**Document excerpt**
........
Build instructions for Tez

For instructions on how to contribute to Tez, refer to:
https://cwiki.apache.org/confluence/display/TEZ

----------------------------------------------------------------------------------
Requirements:

* JDK 1.7+
* Maven 3.0 or later
* Findbugs 2.0.2 or later (if running findbugs)
* ProtocolBuffer 2.5.0
* Internet connection for first build (to fetch all dependencies)

----------------------------------------------------------------------------------
Maven main modules:

    tez................................(Main Tez project)
        - tez-api .....................(Tez api)
        - tez-common ..................(Tez common)
        - tez-runtime-internals .......(Tez runtime internals)
        - tez-runtime-library .........(Tez runtime library)
        - tez-mapreduce ...............(Tez mapreduce)
        - tez-dag .....................(Tez dag)
        - tez-examples ................(Tez examples)
        - tez-plugins .................(Tez plugins)
        - tez-tests ...................(Tez tests and additional test examples)
        - tez-dist ....................(Tez dist)
        - tez-ui ......................(Tez web user interface)

----------------------------------------------------------------------------------
Maven build goals:

 * Clean                     : mvn clean
 * Compile                   : mvn compile
 * Run tests                 : mvn test
 * Create JAR                : mvn package
 * Run findbugs              : mvn compile findbugs:findbugs
 * Run checkstyle            : mvn compile checkstyle:checkstyle
 * Install JAR in M2 cache   : mvn install
 * Deploy JAR to Maven repo  : mvn deploy
 * Run clover                : mvn test -Pclover [-Dclover.license=${user.home}/clover.license]
 * Run Rat                   : mvn apache-rat:check
 * Build javadocs            : mvn javadoc:javadoc
 * Build distribution        : mvn package[-Dhadoop.version=2.6.0]
 * Visualize state machines  : mvn compile -Pvisualize -DskipTests=true
 
Build options:
 
 * Use -Dpackage.format to create distributions with a format other than .tar.gz (mvn-assembly-plugin formats).
........
**Jobs**
1 > Which version of ProtocolBuffer do the Tez build instructions list as a requirement?
2 > Write the next part of the Tez build instructions, picking up right after the last sentence.
The rows that come next have no connection to the Tez build instructions.
........
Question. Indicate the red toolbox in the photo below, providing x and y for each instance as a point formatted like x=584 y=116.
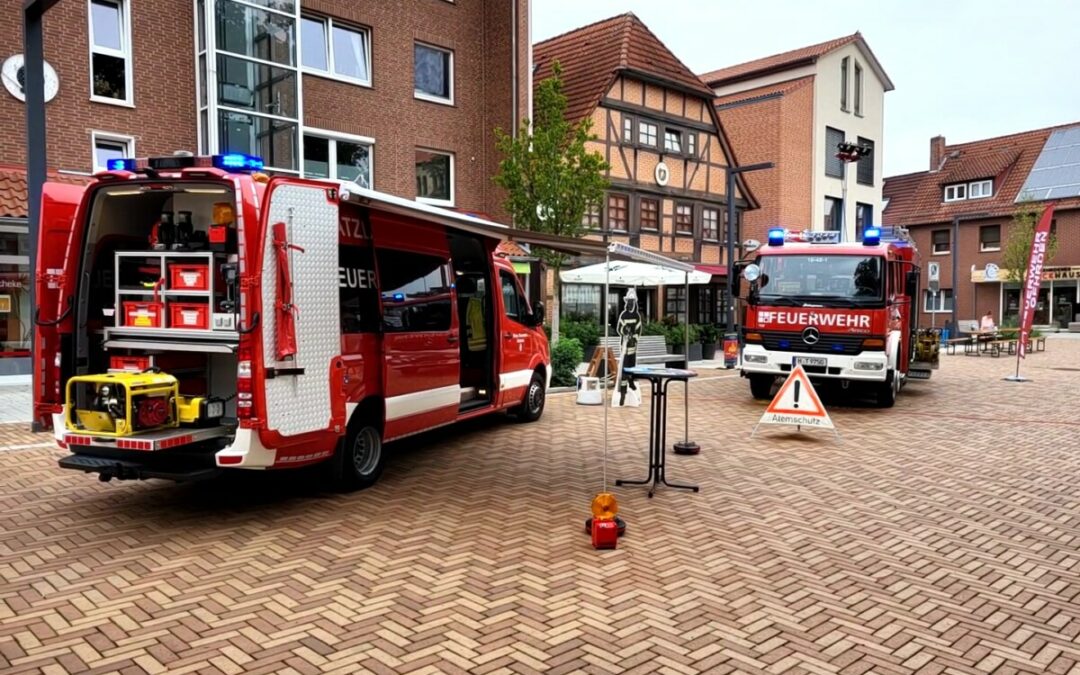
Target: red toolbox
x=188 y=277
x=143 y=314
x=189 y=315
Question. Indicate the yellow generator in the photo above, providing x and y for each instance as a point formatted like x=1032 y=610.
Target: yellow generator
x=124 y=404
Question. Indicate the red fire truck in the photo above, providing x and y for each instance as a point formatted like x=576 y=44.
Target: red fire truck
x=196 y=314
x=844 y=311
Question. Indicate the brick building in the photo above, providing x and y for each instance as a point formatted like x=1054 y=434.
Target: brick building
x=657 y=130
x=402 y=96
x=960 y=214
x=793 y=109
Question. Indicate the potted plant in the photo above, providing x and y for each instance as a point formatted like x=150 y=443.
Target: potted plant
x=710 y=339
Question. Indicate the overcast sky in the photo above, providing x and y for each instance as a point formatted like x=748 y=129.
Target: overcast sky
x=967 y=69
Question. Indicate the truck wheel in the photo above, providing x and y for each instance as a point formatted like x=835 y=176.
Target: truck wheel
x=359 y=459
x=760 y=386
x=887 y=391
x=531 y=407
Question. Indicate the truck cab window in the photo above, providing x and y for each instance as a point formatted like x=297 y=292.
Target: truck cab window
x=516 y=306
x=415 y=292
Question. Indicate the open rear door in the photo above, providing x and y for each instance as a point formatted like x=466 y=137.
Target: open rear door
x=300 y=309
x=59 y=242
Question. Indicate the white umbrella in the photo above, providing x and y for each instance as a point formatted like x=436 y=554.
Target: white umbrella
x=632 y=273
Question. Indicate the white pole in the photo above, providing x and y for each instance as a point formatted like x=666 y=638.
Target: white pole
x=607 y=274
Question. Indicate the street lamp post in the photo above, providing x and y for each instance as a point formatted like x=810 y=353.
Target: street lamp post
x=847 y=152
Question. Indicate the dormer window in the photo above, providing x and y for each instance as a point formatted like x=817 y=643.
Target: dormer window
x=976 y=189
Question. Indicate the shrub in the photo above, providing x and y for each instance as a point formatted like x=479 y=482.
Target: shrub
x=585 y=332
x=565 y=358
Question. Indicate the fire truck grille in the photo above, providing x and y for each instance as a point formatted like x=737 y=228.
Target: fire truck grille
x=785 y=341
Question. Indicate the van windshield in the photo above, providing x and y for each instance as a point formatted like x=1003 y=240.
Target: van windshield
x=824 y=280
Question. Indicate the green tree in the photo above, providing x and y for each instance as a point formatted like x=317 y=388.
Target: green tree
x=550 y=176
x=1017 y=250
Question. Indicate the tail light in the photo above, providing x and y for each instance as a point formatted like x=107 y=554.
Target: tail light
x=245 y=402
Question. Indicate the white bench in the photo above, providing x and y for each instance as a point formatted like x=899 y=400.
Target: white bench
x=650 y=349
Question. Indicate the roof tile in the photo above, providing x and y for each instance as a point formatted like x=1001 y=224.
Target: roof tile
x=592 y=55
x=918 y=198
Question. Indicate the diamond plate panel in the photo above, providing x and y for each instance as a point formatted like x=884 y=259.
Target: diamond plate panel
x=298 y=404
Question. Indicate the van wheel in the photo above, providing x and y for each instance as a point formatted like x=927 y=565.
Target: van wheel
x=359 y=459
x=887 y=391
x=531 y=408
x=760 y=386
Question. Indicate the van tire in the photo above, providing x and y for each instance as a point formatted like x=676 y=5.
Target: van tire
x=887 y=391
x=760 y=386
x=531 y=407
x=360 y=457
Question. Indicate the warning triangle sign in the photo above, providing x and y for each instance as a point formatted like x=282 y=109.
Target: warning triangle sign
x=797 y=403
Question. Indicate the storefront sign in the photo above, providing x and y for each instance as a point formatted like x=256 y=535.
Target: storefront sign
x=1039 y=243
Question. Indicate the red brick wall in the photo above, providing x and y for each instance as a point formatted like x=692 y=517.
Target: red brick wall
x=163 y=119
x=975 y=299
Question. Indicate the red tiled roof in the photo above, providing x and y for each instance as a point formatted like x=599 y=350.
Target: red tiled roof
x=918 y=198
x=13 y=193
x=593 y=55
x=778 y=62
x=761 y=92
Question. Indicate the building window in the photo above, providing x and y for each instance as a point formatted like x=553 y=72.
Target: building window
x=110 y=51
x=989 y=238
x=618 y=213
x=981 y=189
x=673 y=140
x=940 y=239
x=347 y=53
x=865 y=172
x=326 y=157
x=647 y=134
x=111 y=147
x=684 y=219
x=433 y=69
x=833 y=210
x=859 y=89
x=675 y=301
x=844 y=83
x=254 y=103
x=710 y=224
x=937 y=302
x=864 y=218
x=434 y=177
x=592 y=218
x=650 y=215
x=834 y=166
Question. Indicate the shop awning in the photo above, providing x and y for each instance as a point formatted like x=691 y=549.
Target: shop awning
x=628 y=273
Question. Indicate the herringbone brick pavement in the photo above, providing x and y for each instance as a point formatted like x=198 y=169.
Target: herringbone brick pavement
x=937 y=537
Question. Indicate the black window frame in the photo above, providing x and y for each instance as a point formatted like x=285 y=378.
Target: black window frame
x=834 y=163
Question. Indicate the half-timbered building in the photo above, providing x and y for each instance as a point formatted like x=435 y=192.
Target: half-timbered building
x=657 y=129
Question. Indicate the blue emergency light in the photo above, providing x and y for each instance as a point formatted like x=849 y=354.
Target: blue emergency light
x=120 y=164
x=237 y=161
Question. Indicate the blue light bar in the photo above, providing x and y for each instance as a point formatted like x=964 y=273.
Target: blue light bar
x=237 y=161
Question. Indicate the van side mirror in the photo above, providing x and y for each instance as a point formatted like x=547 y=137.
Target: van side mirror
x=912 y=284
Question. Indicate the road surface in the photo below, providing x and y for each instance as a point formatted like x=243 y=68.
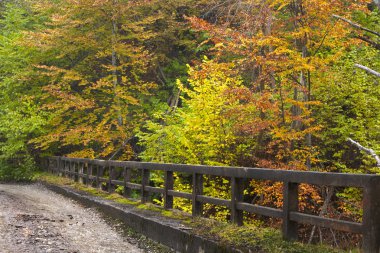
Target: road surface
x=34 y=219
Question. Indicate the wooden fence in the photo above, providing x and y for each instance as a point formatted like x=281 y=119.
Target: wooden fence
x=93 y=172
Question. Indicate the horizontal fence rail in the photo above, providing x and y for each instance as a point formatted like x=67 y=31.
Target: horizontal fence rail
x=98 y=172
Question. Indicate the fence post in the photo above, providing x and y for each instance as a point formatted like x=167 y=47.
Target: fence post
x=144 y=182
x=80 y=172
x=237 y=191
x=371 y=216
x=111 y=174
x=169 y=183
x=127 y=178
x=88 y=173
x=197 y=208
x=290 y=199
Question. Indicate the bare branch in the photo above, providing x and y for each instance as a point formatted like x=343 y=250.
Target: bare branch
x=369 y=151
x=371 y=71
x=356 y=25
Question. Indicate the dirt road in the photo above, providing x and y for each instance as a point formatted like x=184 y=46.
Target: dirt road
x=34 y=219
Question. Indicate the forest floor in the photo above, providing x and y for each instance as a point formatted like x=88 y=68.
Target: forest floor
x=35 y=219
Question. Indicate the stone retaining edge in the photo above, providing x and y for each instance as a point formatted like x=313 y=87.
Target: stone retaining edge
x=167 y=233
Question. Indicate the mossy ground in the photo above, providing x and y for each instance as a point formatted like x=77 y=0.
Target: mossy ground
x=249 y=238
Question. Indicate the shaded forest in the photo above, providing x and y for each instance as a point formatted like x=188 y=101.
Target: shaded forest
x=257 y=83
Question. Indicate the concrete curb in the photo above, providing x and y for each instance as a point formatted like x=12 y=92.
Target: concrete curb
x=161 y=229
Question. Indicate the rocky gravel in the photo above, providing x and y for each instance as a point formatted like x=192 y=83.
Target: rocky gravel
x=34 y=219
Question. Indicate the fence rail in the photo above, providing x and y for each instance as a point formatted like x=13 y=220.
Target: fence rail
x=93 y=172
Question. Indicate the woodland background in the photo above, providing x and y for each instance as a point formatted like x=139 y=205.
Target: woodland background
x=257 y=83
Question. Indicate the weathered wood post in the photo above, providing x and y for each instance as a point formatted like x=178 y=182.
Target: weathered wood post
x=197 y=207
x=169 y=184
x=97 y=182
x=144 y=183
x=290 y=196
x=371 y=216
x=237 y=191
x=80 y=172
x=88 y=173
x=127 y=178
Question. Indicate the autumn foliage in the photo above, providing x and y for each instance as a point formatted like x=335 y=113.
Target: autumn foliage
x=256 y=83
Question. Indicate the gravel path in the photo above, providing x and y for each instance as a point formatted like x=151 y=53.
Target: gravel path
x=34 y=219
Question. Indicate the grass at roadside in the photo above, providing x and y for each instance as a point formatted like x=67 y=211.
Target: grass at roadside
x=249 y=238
........
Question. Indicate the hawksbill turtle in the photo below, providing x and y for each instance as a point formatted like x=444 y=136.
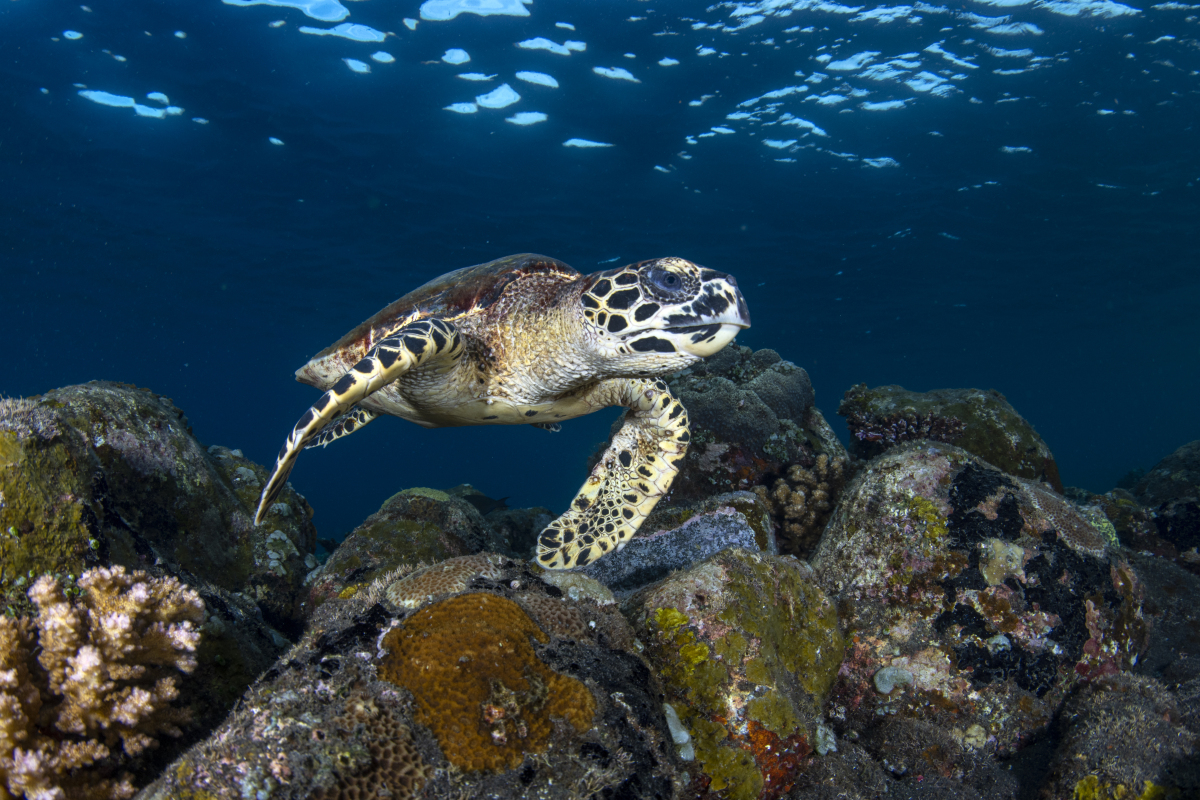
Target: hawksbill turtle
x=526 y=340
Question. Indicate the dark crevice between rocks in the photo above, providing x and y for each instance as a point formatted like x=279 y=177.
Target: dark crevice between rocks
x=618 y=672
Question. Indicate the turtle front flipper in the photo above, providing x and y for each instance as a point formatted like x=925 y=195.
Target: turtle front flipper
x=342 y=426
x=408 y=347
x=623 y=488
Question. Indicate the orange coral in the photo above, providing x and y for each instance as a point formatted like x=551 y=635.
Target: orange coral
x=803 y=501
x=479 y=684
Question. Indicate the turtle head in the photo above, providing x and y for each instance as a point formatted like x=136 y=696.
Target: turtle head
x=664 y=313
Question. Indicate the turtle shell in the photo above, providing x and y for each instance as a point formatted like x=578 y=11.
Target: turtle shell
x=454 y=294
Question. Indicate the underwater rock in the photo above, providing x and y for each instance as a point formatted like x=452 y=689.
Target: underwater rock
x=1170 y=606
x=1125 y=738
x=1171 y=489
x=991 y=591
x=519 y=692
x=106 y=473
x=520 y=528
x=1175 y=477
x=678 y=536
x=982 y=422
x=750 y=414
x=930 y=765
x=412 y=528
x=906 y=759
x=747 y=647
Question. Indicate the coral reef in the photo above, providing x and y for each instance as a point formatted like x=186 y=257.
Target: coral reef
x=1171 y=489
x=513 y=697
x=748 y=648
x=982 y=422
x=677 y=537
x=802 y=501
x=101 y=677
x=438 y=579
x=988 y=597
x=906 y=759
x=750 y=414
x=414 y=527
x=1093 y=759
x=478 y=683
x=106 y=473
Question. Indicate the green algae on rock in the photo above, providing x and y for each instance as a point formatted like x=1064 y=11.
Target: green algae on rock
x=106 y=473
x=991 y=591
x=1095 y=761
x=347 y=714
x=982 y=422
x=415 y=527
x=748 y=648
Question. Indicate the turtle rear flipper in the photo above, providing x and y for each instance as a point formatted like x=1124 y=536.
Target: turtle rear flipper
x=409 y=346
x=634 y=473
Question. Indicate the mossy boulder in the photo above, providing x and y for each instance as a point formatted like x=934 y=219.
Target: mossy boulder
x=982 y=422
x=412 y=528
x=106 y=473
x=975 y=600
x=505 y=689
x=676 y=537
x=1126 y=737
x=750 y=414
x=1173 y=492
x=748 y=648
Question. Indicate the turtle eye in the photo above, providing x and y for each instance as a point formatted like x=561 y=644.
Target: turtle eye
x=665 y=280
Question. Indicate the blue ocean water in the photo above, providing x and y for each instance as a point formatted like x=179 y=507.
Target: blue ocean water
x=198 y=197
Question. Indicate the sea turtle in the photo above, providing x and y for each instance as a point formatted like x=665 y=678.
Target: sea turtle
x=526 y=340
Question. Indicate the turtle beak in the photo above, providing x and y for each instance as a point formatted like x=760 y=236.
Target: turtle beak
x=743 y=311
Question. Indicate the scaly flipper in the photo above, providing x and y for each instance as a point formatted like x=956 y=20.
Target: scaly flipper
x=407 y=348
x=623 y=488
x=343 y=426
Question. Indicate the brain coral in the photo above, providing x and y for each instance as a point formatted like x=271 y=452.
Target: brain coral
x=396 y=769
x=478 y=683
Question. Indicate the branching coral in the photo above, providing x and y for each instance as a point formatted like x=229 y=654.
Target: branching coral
........
**Answers provided**
1 > ProtocolBuffer 2.5.0

2 >
 * Use -Dclover.license to specify the path to the clover license file
 * Use -Dhadoop.version to specify the version of hadoop to build tez against
 * Use -Dprotoc.path to specify the path to protoc
 
Tests options:

 * Use -DskipTests to skip tests when running the following Maven goals:
   'package',  'install', 'deploy' or 'verify'
 * -Dtest=<TESTCLASSNAME>,<TESTCLASSNAME#METHODNAME>,....
 * -Dtest.exclude=<TESTCLASSNAME>
 * -Dtest.exclude.pattern=**/<TESTCLASSNAME1>.java,**/<TESTCLASSNAME2>.java

----------------------------------------------------------------------------------
Building against a specific version of hadoop:

Tez runs on top of Apache Hadoop YARN and requires hadoop version 2.2.0 or higher.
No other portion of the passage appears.